▸ TASK DESCRIPTION
How many of the lines below contain the string "jeep"? Case counts, and the reply should be only the number.

---- DATA FOR PROCESSING

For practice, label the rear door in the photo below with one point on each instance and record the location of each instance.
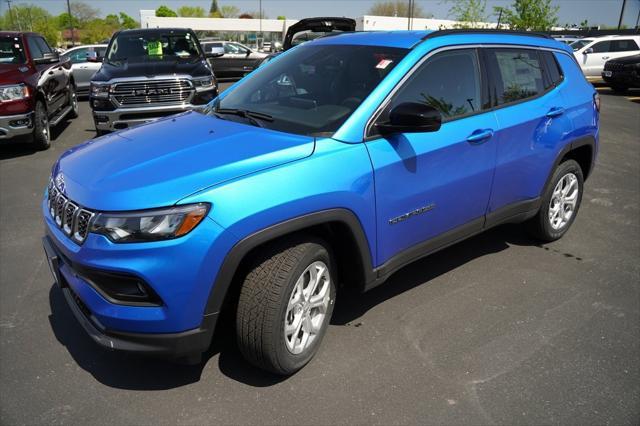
(529, 107)
(437, 183)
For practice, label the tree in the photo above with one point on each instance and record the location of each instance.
(83, 13)
(229, 12)
(397, 8)
(213, 10)
(191, 12)
(128, 22)
(536, 15)
(164, 12)
(468, 12)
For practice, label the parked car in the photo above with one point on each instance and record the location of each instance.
(36, 88)
(150, 73)
(85, 62)
(592, 53)
(332, 167)
(622, 74)
(310, 29)
(238, 60)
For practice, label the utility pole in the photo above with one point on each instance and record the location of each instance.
(70, 23)
(624, 3)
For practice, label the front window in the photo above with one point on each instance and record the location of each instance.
(153, 45)
(11, 50)
(310, 91)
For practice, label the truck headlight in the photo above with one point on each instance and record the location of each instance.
(205, 83)
(100, 90)
(149, 225)
(13, 92)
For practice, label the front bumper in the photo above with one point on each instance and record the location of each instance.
(16, 125)
(180, 271)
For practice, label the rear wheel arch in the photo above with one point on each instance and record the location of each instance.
(339, 228)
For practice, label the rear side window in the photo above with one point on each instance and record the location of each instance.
(623, 45)
(516, 74)
(551, 69)
(448, 81)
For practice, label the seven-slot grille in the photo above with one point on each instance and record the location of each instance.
(176, 91)
(69, 216)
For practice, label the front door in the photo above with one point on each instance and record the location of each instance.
(436, 184)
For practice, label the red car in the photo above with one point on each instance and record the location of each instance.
(36, 88)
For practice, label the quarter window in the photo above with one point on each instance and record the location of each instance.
(448, 81)
(516, 74)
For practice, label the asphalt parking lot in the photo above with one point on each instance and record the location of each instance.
(494, 330)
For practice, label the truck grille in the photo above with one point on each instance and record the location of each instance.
(176, 91)
(69, 216)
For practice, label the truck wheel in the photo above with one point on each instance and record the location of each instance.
(41, 133)
(285, 306)
(73, 100)
(560, 203)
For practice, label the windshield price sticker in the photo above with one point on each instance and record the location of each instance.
(383, 64)
(154, 48)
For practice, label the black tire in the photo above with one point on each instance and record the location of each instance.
(540, 226)
(619, 89)
(41, 131)
(73, 101)
(264, 298)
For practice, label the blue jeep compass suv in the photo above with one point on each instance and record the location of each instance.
(334, 165)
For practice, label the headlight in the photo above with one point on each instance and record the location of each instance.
(205, 83)
(149, 225)
(100, 90)
(13, 92)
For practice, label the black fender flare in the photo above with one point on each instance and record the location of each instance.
(238, 252)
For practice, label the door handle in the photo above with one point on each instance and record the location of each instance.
(480, 136)
(555, 111)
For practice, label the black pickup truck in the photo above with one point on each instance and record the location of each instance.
(150, 73)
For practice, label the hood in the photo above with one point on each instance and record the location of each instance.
(318, 25)
(159, 163)
(151, 68)
(627, 60)
(13, 73)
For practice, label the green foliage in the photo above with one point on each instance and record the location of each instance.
(164, 12)
(536, 15)
(229, 12)
(191, 12)
(468, 12)
(398, 8)
(32, 18)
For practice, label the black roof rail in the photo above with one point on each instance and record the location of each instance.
(440, 33)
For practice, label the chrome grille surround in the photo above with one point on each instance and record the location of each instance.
(176, 91)
(70, 217)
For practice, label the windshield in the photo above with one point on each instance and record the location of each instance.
(11, 50)
(139, 47)
(312, 90)
(579, 44)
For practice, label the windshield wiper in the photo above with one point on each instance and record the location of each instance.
(249, 115)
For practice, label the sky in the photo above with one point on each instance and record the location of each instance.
(603, 12)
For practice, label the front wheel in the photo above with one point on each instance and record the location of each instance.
(285, 306)
(560, 203)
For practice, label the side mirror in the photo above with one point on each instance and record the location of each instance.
(215, 52)
(411, 117)
(48, 58)
(93, 57)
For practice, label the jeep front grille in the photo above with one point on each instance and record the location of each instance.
(68, 216)
(175, 91)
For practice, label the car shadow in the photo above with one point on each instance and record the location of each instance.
(132, 372)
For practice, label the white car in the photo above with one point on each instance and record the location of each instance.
(592, 53)
(84, 64)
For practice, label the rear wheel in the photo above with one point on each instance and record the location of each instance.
(41, 133)
(285, 306)
(560, 203)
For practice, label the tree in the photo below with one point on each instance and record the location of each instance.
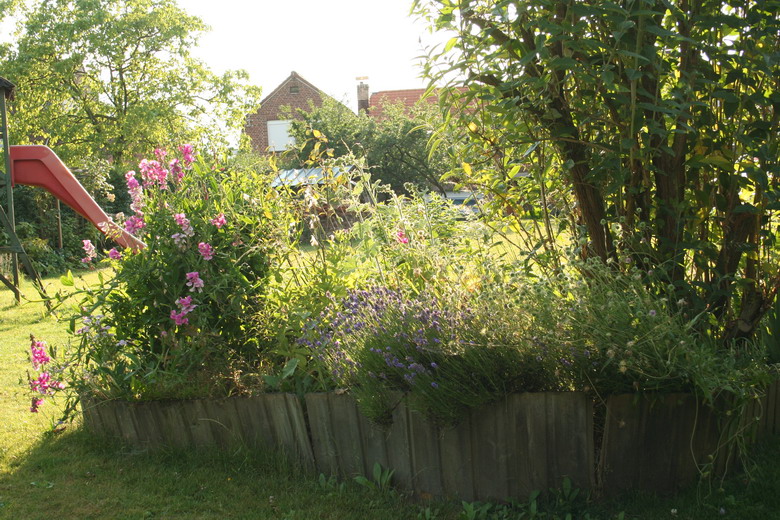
(395, 146)
(662, 120)
(112, 79)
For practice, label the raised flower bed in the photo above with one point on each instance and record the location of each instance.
(505, 450)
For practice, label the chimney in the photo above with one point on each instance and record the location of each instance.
(362, 95)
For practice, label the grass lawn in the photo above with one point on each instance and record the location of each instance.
(71, 475)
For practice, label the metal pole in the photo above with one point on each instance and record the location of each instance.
(8, 184)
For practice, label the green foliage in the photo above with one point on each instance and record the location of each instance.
(654, 122)
(178, 317)
(394, 145)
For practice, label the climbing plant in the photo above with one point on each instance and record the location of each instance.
(659, 118)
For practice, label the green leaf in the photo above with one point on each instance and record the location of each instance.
(67, 280)
(289, 368)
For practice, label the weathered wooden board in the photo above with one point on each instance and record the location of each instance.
(285, 414)
(399, 457)
(655, 444)
(322, 434)
(457, 460)
(347, 435)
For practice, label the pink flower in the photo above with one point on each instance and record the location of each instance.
(180, 239)
(36, 403)
(132, 182)
(176, 169)
(178, 318)
(194, 282)
(43, 384)
(206, 250)
(187, 154)
(153, 173)
(184, 223)
(219, 220)
(90, 250)
(134, 224)
(38, 354)
(186, 305)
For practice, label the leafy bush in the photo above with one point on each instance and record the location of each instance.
(613, 336)
(177, 317)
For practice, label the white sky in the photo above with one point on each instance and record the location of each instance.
(327, 42)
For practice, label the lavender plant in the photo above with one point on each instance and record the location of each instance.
(445, 355)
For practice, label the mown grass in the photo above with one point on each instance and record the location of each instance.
(71, 475)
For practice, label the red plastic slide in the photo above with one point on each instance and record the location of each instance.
(35, 165)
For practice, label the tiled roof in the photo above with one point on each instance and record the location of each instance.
(408, 97)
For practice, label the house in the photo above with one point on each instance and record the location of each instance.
(373, 104)
(269, 127)
(409, 98)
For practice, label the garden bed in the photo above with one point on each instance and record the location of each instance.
(505, 450)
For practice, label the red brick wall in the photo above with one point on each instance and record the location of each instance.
(284, 95)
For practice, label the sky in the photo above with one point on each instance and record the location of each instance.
(329, 43)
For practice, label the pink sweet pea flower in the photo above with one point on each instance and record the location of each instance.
(179, 318)
(194, 282)
(206, 250)
(134, 224)
(184, 223)
(90, 250)
(188, 157)
(38, 354)
(186, 305)
(36, 403)
(176, 169)
(219, 220)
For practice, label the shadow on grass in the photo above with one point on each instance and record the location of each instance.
(74, 476)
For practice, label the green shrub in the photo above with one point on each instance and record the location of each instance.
(177, 316)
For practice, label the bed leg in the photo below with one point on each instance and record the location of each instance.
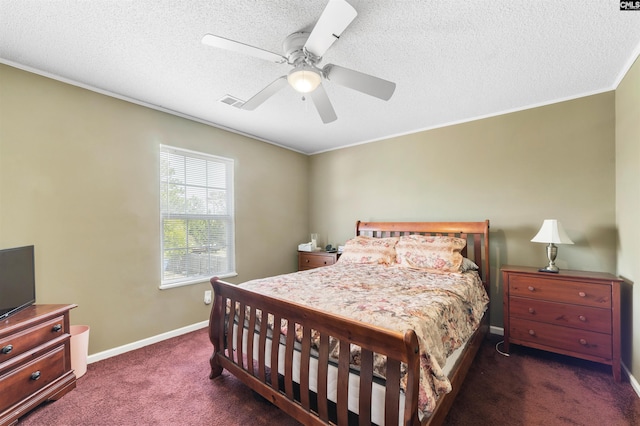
(216, 369)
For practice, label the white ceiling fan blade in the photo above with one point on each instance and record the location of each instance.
(323, 105)
(335, 18)
(361, 82)
(265, 93)
(236, 46)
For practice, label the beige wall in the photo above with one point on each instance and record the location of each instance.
(627, 208)
(552, 162)
(79, 179)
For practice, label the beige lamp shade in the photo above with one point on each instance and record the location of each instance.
(552, 232)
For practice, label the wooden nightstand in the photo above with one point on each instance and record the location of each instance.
(315, 259)
(572, 313)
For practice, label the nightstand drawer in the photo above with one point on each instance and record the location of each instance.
(559, 290)
(31, 377)
(310, 260)
(557, 337)
(576, 316)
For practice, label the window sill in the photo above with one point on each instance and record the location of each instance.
(199, 280)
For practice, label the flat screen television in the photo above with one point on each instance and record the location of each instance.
(17, 280)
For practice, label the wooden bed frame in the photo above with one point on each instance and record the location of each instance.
(312, 408)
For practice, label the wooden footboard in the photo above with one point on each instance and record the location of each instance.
(302, 404)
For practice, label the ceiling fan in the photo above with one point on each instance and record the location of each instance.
(304, 52)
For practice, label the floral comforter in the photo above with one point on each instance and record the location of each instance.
(444, 309)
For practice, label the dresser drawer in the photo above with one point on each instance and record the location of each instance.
(559, 290)
(31, 377)
(30, 338)
(576, 316)
(315, 260)
(557, 337)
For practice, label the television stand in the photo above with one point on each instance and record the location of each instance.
(35, 359)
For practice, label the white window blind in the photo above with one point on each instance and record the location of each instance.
(196, 216)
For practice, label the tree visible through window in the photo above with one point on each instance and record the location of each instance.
(196, 215)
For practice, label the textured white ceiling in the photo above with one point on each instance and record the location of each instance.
(452, 61)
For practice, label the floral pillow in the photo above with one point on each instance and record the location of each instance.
(363, 249)
(438, 253)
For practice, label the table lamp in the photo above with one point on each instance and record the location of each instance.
(551, 233)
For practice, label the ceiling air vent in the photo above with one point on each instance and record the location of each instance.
(230, 100)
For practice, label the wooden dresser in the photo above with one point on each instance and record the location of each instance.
(315, 259)
(35, 359)
(573, 313)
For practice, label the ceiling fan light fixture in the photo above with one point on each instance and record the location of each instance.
(304, 79)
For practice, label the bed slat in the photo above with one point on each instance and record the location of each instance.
(323, 364)
(305, 355)
(250, 339)
(366, 382)
(343, 382)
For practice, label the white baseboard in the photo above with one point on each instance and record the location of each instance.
(145, 342)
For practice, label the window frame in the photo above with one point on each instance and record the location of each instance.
(165, 214)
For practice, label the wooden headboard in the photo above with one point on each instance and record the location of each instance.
(476, 234)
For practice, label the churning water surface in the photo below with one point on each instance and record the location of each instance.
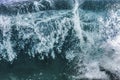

--------

▸ SOLUTION FOR THIS TASK
2